[Opening LISTED RECORDS section]

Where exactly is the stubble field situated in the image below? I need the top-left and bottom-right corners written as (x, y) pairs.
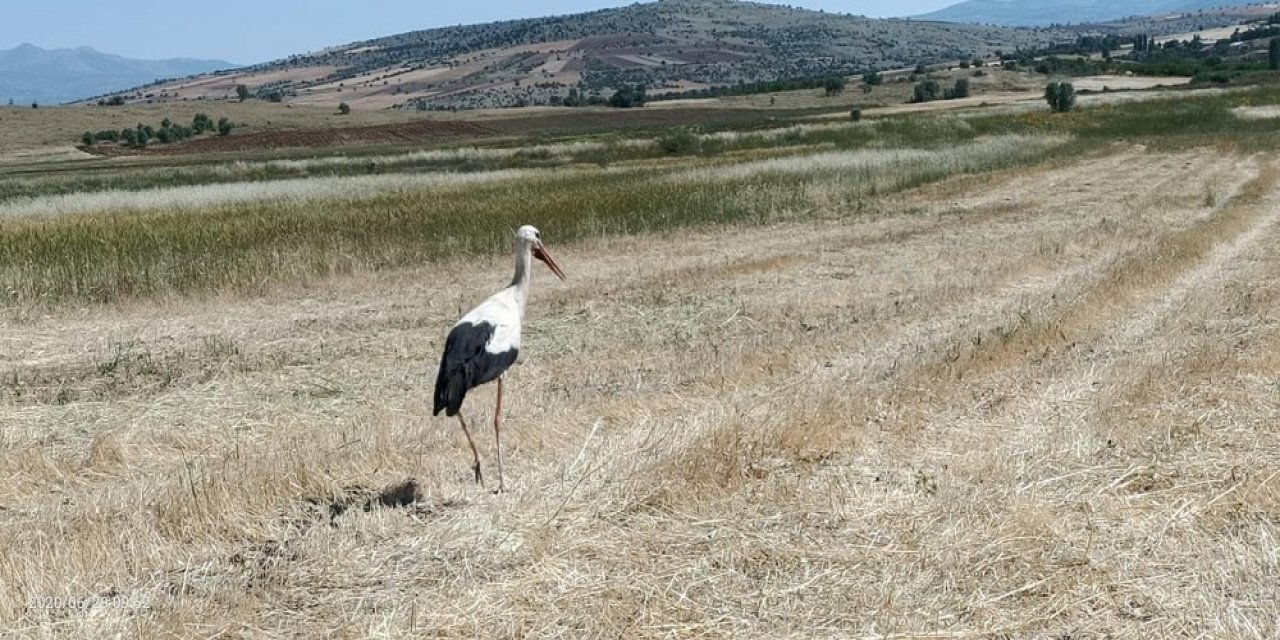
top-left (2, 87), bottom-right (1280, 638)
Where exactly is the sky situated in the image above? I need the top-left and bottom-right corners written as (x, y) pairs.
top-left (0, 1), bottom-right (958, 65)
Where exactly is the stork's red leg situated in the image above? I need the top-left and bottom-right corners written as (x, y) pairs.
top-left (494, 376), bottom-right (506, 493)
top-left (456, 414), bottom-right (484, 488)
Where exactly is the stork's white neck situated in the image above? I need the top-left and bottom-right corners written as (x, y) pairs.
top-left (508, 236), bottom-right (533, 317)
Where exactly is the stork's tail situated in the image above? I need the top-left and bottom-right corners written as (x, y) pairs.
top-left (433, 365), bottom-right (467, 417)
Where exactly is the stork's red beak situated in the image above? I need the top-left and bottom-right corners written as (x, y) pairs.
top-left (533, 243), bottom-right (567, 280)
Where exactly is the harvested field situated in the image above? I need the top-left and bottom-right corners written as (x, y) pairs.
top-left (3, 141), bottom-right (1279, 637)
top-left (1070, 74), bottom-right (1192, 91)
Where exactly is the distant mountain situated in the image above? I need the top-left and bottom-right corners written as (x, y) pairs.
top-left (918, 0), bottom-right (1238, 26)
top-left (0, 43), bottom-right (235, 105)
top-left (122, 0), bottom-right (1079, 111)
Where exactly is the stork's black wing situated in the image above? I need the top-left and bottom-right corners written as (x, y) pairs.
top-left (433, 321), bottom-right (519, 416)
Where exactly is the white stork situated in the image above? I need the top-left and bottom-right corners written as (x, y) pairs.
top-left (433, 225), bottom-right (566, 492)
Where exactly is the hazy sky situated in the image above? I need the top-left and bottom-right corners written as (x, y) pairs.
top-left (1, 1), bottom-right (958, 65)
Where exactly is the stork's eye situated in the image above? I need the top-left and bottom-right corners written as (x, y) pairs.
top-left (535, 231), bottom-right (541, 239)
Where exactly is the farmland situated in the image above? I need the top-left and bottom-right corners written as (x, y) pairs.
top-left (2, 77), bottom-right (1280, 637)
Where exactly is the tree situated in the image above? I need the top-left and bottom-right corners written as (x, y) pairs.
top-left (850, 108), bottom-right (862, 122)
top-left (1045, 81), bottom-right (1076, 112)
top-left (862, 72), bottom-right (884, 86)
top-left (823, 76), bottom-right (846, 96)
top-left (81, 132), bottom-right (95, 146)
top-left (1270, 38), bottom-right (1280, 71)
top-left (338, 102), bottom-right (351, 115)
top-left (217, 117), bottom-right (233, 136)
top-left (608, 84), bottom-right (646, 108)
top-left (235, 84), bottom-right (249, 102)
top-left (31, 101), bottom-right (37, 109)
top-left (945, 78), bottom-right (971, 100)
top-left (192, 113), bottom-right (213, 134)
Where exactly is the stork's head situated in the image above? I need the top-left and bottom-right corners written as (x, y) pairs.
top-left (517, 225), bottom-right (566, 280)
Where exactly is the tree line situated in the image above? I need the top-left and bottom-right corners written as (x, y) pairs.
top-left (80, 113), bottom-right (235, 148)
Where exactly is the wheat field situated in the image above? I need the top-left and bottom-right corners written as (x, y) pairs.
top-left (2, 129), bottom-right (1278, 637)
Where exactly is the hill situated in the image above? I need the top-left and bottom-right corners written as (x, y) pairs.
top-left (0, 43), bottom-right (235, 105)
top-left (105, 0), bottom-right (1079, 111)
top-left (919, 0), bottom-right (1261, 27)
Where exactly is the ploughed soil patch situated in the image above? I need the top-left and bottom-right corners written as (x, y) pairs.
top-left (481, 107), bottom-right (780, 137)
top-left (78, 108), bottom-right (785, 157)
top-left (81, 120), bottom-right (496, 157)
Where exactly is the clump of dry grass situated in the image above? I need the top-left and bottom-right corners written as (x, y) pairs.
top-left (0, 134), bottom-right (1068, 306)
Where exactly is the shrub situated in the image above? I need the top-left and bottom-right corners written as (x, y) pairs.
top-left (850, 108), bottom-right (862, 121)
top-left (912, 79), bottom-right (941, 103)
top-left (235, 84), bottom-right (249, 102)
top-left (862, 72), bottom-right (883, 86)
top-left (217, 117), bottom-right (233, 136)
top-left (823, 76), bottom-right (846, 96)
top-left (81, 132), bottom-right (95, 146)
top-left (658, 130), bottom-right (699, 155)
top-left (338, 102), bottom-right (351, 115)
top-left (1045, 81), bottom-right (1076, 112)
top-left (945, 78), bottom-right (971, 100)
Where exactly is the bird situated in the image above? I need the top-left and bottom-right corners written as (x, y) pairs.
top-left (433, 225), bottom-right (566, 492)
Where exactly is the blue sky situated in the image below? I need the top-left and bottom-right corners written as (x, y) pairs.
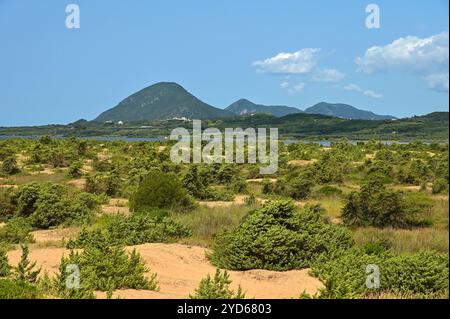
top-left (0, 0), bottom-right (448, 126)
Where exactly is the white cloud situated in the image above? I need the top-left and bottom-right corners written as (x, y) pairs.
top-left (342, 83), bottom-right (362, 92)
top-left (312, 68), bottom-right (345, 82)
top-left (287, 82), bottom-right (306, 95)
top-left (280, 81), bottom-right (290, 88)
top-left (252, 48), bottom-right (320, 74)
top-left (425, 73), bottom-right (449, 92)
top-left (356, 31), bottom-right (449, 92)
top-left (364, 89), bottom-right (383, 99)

[Closing LISTED RECORDS section]

PROBLEM DETAILS: Repeat each record exactly as shown above, dropping all images.

SOLVED PROBLEM:
Where exactly is the stubble field situated in the image below? I need the top-left and bottom-right corners written as (x, y) pairs.
top-left (2, 87), bottom-right (1280, 638)
Where exactly is the sky situated in the image above? I need the top-left and bottom-right corners written as (x, y) pairs.
top-left (0, 1), bottom-right (958, 65)
Where exactly is the stork's red leg situated in the image above? I need the top-left and bottom-right corners written as (x, y) pairs.
top-left (494, 376), bottom-right (506, 493)
top-left (456, 414), bottom-right (484, 488)
Where exactly is the stork's white neck situated in the image above? I need the top-left and bottom-right corners written as (x, y) pairs.
top-left (508, 236), bottom-right (533, 317)
Where exactly is the stork's tail situated in the image above? I need the top-left and bottom-right corners written as (x, y) pairs.
top-left (433, 365), bottom-right (467, 417)
Where exactly is the stork's red beak situated in the image above? I need the top-left and bottom-right corners written as (x, y) pairs.
top-left (533, 243), bottom-right (567, 280)
Where exactly is the harvested field situated in the image above? I need the top-left and bottom-right corners written as (x, y) pairs.
top-left (3, 141), bottom-right (1279, 637)
top-left (1070, 74), bottom-right (1192, 91)
Where exactly is the distant mountain situated in the image above? I need the top-left and bottom-right corners written as (x, y) pairs.
top-left (918, 0), bottom-right (1238, 26)
top-left (0, 43), bottom-right (235, 105)
top-left (122, 0), bottom-right (1079, 111)
Where exactly is the stork's black wing situated in the image above? I need the top-left and bottom-right corners written as (x, y) pairs.
top-left (433, 321), bottom-right (519, 416)
Where exactly is the white stork situated in the image above? I need the top-left and bottom-right corners written as (x, y) pairs.
top-left (433, 225), bottom-right (566, 492)
Where exactly is the hazy sky situated in the image above? I need the top-left and bottom-right corners written as (x, y) pairs.
top-left (1, 1), bottom-right (958, 65)
Where exactly is the stork's eye situated in the image above? I need the top-left and bottom-right corners written as (x, y) pairs.
top-left (535, 231), bottom-right (541, 239)
Where exactly is the farmland situated in the image above? I need the top-left and bottom-right corners written as (x, y) pairs.
top-left (2, 77), bottom-right (1280, 637)
Where exactly is the tree situated in the image above? I need the top-left and bottom-right corners written as (x, y) pairs.
top-left (850, 108), bottom-right (862, 122)
top-left (1045, 81), bottom-right (1076, 112)
top-left (862, 72), bottom-right (884, 86)
top-left (823, 76), bottom-right (846, 96)
top-left (81, 132), bottom-right (95, 146)
top-left (1270, 38), bottom-right (1280, 71)
top-left (338, 102), bottom-right (351, 115)
top-left (217, 117), bottom-right (233, 136)
top-left (608, 84), bottom-right (646, 108)
top-left (235, 84), bottom-right (249, 102)
top-left (31, 101), bottom-right (37, 109)
top-left (945, 78), bottom-right (971, 100)
top-left (192, 113), bottom-right (213, 134)
Where exactly is the stork's head situated in the image above? I need the top-left and bottom-right corners written as (x, y) pairs.
top-left (517, 225), bottom-right (566, 280)
Where exactly is the tree line situated in the image above? I need the top-left and bottom-right corners written as (x, y) pairs.
top-left (80, 113), bottom-right (235, 148)
Where exactly is the wheat field situated in the image above? I need the top-left and bottom-right corners written as (x, y) pairs.
top-left (2, 129), bottom-right (1278, 637)
Where exactly is the hill situated in the image above? I need the top-left and bottom-right corners written as (x, y) pairs.
top-left (0, 43), bottom-right (235, 105)
top-left (105, 0), bottom-right (1079, 111)
top-left (919, 0), bottom-right (1261, 27)
Where exactly is the ploughed soil patch situated in the image above? I need the top-left and bottom-right corners written as (x, y) pairs.
top-left (481, 107), bottom-right (780, 137)
top-left (78, 108), bottom-right (785, 157)
top-left (81, 120), bottom-right (496, 157)
Where exactly is the clump of dry grass situated in the image above? I need the top-left and bottom-right corners written as (x, y) pairs.
top-left (0, 134), bottom-right (1068, 306)
Where exactly is the shrub situated in the image above? I need the top-left and bottom-right corners written as (x, y) pairs.
top-left (850, 108), bottom-right (862, 121)
top-left (912, 79), bottom-right (941, 103)
top-left (235, 84), bottom-right (249, 102)
top-left (862, 72), bottom-right (883, 86)
top-left (217, 117), bottom-right (233, 136)
top-left (823, 76), bottom-right (846, 96)
top-left (81, 132), bottom-right (95, 146)
top-left (658, 130), bottom-right (699, 155)
top-left (338, 102), bottom-right (351, 115)
top-left (1045, 81), bottom-right (1076, 112)
top-left (945, 78), bottom-right (971, 100)
Where exactly is the bird situated in the image above? I need the top-left and bottom-right corners written as (x, y) pairs.
top-left (433, 225), bottom-right (566, 492)
Where exactly is the blue sky situated in the image below? I need the top-left and bottom-right corners written as (x, y) pairs.
top-left (0, 0), bottom-right (448, 126)
Where exactly is the white cloud situated in the image above? I need the top-left and bottom-right corners written as (x, y) pairs.
top-left (342, 83), bottom-right (362, 92)
top-left (312, 68), bottom-right (345, 82)
top-left (287, 82), bottom-right (306, 95)
top-left (280, 81), bottom-right (290, 88)
top-left (252, 48), bottom-right (320, 74)
top-left (425, 73), bottom-right (449, 92)
top-left (356, 31), bottom-right (449, 92)
top-left (364, 89), bottom-right (383, 99)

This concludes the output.